** TASK TO COMPLETE **
Your response should consist of the lines below, printed exactly.

◆ ◆ ◆ ◆

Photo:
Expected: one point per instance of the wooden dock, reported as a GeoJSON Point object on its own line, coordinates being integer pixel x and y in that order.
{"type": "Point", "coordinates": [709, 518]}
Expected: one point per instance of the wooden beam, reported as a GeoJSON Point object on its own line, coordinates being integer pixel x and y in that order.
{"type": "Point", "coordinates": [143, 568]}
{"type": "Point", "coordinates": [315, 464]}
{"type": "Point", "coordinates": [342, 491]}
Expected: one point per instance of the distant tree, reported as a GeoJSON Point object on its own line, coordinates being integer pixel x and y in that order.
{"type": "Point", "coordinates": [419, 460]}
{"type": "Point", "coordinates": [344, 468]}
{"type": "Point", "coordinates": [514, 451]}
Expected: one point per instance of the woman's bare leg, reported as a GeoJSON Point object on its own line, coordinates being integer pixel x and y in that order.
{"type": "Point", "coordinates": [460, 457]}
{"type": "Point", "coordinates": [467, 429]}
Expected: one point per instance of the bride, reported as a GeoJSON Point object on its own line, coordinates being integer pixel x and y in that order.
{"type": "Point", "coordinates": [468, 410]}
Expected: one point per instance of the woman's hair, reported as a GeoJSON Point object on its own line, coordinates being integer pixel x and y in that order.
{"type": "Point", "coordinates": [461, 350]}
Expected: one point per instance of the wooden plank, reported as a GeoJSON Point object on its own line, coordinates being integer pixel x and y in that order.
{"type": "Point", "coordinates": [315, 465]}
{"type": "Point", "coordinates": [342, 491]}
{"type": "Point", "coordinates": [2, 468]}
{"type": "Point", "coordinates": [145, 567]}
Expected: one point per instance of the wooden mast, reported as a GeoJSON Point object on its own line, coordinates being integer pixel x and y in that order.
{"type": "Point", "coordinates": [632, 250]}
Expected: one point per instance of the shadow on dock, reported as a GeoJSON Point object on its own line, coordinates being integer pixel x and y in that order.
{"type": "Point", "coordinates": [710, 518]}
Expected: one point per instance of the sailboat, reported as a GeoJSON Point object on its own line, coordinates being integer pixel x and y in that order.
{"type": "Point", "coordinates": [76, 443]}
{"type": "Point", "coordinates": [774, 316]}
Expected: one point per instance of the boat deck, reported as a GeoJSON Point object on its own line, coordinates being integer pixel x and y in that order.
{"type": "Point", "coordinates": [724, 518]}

◆ ◆ ◆ ◆

** ANSWER TO THE PROBLEM **
Photo:
Expected: one point per instance of the wooden dock, reported as a GeoJSON Point object on its own line, coordinates being integer pixel x and y in that order.
{"type": "Point", "coordinates": [709, 518]}
Expected: one point per instance of the wooden beam, reported as a GeoJSON Point object on its own line, coordinates being integer pixel x and y in that order.
{"type": "Point", "coordinates": [143, 568]}
{"type": "Point", "coordinates": [315, 464]}
{"type": "Point", "coordinates": [342, 491]}
Expected: one point per instance of the distant tree, reported as a GeoJSON Point object on its own line, coordinates being integer pixel x and y in that order.
{"type": "Point", "coordinates": [419, 460]}
{"type": "Point", "coordinates": [344, 468]}
{"type": "Point", "coordinates": [514, 451]}
Expected: one point per instance of the woman's bare leg, reported as a GeoJSON Point object on its own line, coordinates being integer pixel x and y in that order.
{"type": "Point", "coordinates": [460, 457]}
{"type": "Point", "coordinates": [467, 429]}
Expected: one point per instance of the bride, reported as a GeoJSON Point object on its own line, coordinates being integer pixel x and y in that order.
{"type": "Point", "coordinates": [468, 410]}
Expected: one point per instance of the woman's hair, reported as a GeoJSON Point object on its own line, coordinates being integer pixel x and y in that order.
{"type": "Point", "coordinates": [461, 350]}
Expected: one point per instance of the wooden plank, reported as a GeoJSON Point object on its own line, coordinates being integer pixel x and y in that order.
{"type": "Point", "coordinates": [315, 465]}
{"type": "Point", "coordinates": [342, 491]}
{"type": "Point", "coordinates": [2, 468]}
{"type": "Point", "coordinates": [145, 567]}
Expected: one point per instance of the wooden mast, reported as a GeoJSON Point object on its own line, coordinates being integer pixel x and y in that order.
{"type": "Point", "coordinates": [632, 250]}
Expected: one point per instance of the shadow on dock, reported as a GeoJSON Point object on its own line, coordinates being integer pixel x and y in that order.
{"type": "Point", "coordinates": [710, 518]}
Expected: one point per instance of the sailboat, reported as a GeoJSON Point object on its own line, coordinates being integer pixel x and y in that order.
{"type": "Point", "coordinates": [76, 443]}
{"type": "Point", "coordinates": [774, 316]}
Expected: one point per instance of the boat deck, reported as a GeoJSON Point object on its own line, coordinates being integer pixel x and y in that order.
{"type": "Point", "coordinates": [724, 518]}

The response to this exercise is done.